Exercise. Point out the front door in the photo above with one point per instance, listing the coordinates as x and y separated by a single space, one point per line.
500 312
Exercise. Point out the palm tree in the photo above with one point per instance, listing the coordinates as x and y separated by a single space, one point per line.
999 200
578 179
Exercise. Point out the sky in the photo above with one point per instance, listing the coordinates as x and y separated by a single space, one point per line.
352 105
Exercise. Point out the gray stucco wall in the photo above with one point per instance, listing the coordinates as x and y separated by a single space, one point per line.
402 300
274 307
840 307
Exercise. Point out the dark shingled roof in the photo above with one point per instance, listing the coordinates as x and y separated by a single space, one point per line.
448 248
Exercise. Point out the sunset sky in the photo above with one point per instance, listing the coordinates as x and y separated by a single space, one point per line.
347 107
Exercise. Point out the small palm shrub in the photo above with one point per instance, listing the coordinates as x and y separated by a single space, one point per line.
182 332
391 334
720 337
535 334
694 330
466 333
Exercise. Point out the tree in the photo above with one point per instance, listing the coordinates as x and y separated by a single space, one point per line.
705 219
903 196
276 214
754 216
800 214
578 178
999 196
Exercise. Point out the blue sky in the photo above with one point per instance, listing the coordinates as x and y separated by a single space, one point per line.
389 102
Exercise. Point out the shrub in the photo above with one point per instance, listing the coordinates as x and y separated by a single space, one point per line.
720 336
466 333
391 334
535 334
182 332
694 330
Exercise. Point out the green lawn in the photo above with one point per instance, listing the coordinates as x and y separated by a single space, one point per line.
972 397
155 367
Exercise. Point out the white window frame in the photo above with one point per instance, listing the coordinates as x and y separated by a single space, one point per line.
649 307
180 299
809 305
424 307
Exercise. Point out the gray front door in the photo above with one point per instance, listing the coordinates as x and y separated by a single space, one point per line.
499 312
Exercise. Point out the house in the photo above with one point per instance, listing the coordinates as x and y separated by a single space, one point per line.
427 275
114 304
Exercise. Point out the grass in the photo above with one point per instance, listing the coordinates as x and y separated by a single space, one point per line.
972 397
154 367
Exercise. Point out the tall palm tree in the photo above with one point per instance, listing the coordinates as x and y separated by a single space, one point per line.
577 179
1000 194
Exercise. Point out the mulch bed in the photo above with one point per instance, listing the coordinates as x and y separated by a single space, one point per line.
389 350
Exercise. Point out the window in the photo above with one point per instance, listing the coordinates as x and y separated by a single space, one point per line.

__________

## Task goal
Write out all of the records above again, word for word and unchanged.

## Final result
Exercise. Point out the front door in the photo above with one point per instance, listing the coordinates as x and y separated by a single space, one point per line.
500 312
Exercise. Point out the palm tree in the photo above with one point per instance, listing the coordinates as x and y separated by a single space, one point per line.
999 200
578 179
Exercise. Point out the sky in the photo above with one point per instance, listing the coordinates as x and y separated by a single space, one point per line.
352 105
Exercise. Point out the gray stucco wall in the photo above with one point per instance, listing the coordinates as x and y separated by a single space, one point per line.
402 300
274 307
840 307
Exercise. Point out the dark shingled roof in the photo above with one point per instance, listing the coordinates as x and y separated by a single space, one point per line.
448 248
Exercise. Point out the sunset sky in the photo above with one point per instance, listing the coordinates as x and y separated by a single space, one point per line.
347 107
Exercise. Point out the small palm shrub in the photo above with one point per instance, listing the coordinates as x and y separated by a single space, one point per line.
182 332
391 334
720 337
535 334
694 330
466 333
Exercise. Point out the tree in the photo above with one point per instance, listing the coordinates as x and y separated by a single space, one point per line.
705 219
903 196
276 214
754 216
800 214
578 178
999 196
Exercise. Point out the blue sky in the photo above with one point per instance, listing the coordinates as x and y separated by a single space, one point per line.
389 102
Exercise. Point out the shrub in the photo above with one point per instance, listing the coordinates as x and y separated by a single space, one point per line.
720 336
466 333
391 334
535 334
182 332
694 330
Exercise. Point out the green lawn in the photo above with one point per instance, listing the coordinates as x and y separated by a single space, one point per line.
972 397
155 367
Exercise. Point out the white window frame in the photo above with one point per instance, listing the coordinates as x and y separated by a single space, one point per line.
649 307
180 299
809 305
424 307
Exercise. Point out the gray front door in the photo above with one point per instance, listing the coordinates as x and y separated by a single space, one point per line.
499 312
Exercise. Point out the house in the photo above with one point per instance, listing the coordinates as x and y separated by a single space, one point per line.
427 275
114 304
Exercise. Point out the grass in the photo above with one point per instance, listing the coordinates as x and y separated by a single space, one point per line.
972 397
154 367
Exercise. Point out the tall palm tree in the photo above with one point per instance, listing the coordinates as x and y separated by a single space, one point per line.
577 179
1000 194
Exercise. Point out the mulch bed in the photo above with one point per instance, listing the coordinates as x and y separated by a single space, one point per line.
389 350
Exercise. Point out the window in the photo above with one point per instance, listing the coordinates as x and y separated by a single space, one point per line.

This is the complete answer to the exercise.